● AIM OF THE EXERCISE: Check every line below for the word "rear" and copy each one that has it.

Data entries:
--*--
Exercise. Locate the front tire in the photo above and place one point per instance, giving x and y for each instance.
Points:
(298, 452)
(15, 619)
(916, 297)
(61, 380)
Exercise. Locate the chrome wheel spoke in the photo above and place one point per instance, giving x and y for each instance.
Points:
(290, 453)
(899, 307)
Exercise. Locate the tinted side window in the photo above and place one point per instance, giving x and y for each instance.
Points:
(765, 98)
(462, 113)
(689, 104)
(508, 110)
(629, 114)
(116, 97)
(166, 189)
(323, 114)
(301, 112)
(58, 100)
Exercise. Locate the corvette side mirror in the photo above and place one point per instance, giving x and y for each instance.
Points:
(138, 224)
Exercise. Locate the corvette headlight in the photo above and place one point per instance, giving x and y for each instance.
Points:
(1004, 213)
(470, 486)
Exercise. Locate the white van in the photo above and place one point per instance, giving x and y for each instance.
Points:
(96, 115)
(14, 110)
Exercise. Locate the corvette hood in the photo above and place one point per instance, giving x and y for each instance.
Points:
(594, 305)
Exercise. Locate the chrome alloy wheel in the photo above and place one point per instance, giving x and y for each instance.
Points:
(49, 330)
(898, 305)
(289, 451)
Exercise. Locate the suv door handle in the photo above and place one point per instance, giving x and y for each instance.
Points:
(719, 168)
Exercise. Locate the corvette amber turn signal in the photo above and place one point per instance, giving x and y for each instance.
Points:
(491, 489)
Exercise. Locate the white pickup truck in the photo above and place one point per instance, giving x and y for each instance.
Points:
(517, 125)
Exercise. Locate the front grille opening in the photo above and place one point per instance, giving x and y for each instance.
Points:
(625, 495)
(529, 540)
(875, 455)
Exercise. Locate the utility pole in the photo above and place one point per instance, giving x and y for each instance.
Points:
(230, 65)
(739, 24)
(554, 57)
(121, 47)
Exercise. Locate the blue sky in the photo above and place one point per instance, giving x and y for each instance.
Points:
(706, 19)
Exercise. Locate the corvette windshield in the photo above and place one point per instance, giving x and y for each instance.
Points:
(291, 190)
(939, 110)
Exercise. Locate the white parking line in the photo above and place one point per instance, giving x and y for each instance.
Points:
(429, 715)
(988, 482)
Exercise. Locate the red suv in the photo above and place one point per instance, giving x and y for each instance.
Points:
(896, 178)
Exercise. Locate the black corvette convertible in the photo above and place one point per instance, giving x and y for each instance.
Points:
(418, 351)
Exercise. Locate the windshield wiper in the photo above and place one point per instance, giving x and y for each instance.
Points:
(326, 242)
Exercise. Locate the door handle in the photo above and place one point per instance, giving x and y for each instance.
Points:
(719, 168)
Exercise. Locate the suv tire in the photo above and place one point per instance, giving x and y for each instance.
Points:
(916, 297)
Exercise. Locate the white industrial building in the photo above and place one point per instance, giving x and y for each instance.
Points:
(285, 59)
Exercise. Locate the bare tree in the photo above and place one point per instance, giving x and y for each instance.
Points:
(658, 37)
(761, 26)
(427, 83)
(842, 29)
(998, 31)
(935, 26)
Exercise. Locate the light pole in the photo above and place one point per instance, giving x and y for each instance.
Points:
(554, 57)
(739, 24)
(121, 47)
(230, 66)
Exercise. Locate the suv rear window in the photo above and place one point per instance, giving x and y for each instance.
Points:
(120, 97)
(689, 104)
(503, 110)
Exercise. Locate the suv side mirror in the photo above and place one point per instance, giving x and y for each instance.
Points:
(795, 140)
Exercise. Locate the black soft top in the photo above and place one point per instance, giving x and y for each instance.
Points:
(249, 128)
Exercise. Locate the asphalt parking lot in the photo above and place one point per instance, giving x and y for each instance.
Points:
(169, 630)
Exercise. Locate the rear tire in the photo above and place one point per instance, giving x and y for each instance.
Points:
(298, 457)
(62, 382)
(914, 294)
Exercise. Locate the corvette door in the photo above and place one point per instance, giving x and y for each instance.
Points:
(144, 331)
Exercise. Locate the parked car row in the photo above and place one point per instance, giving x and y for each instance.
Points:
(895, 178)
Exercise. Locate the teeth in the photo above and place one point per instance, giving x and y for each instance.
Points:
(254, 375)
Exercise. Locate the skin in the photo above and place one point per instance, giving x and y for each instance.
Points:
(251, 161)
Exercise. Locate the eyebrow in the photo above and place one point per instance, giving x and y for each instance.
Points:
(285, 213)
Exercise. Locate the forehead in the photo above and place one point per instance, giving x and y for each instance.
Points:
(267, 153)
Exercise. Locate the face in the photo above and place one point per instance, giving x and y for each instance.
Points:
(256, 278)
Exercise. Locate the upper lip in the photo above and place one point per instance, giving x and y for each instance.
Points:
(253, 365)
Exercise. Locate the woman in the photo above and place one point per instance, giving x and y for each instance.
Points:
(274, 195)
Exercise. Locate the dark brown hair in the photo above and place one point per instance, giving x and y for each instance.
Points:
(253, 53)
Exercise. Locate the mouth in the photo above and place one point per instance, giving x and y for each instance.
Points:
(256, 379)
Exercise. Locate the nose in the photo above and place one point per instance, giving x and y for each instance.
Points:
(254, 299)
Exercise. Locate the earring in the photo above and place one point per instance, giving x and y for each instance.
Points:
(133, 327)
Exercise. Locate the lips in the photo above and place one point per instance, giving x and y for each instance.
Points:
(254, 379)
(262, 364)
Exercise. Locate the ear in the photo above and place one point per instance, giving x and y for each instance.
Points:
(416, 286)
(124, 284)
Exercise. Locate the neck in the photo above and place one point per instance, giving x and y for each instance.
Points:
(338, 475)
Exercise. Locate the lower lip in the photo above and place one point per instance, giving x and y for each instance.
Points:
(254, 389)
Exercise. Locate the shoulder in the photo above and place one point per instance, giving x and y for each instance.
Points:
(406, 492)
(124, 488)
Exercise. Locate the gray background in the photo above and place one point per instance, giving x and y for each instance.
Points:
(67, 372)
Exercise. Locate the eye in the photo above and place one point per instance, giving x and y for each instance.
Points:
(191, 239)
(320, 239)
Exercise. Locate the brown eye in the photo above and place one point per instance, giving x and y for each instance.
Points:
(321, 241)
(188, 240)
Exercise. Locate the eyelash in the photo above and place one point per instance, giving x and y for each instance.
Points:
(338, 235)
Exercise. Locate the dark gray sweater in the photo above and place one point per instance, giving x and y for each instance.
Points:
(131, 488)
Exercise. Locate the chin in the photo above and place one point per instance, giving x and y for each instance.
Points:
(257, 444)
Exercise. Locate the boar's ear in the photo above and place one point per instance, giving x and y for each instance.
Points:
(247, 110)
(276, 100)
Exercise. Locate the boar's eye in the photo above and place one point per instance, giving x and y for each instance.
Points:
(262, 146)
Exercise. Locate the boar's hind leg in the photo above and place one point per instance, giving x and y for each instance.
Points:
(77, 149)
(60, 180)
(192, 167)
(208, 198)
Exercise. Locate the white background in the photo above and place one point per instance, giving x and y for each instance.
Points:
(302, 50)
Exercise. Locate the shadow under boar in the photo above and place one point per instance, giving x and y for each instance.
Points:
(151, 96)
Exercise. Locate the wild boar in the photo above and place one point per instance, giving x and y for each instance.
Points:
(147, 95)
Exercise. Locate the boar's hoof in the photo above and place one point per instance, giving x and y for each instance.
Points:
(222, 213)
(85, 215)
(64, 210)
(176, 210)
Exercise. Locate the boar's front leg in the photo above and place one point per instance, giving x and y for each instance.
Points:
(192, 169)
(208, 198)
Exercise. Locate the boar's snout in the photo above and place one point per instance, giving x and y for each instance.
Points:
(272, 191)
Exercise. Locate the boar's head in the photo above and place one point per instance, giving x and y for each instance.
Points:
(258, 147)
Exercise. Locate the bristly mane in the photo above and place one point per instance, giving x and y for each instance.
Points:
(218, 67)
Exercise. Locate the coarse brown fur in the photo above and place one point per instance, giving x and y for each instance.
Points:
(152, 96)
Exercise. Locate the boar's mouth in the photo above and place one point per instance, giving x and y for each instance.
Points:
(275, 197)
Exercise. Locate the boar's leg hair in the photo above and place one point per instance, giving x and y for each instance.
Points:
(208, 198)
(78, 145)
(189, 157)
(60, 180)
--*--
● ANSWER TO THIS PROBLEM:
Exercise. Locate the suv rear window in the photo above and place one point per instance, giving x and y for each instance.
Exercise. Locate the rear tire in the photo above and place one point per instance, giving x and y for each instance.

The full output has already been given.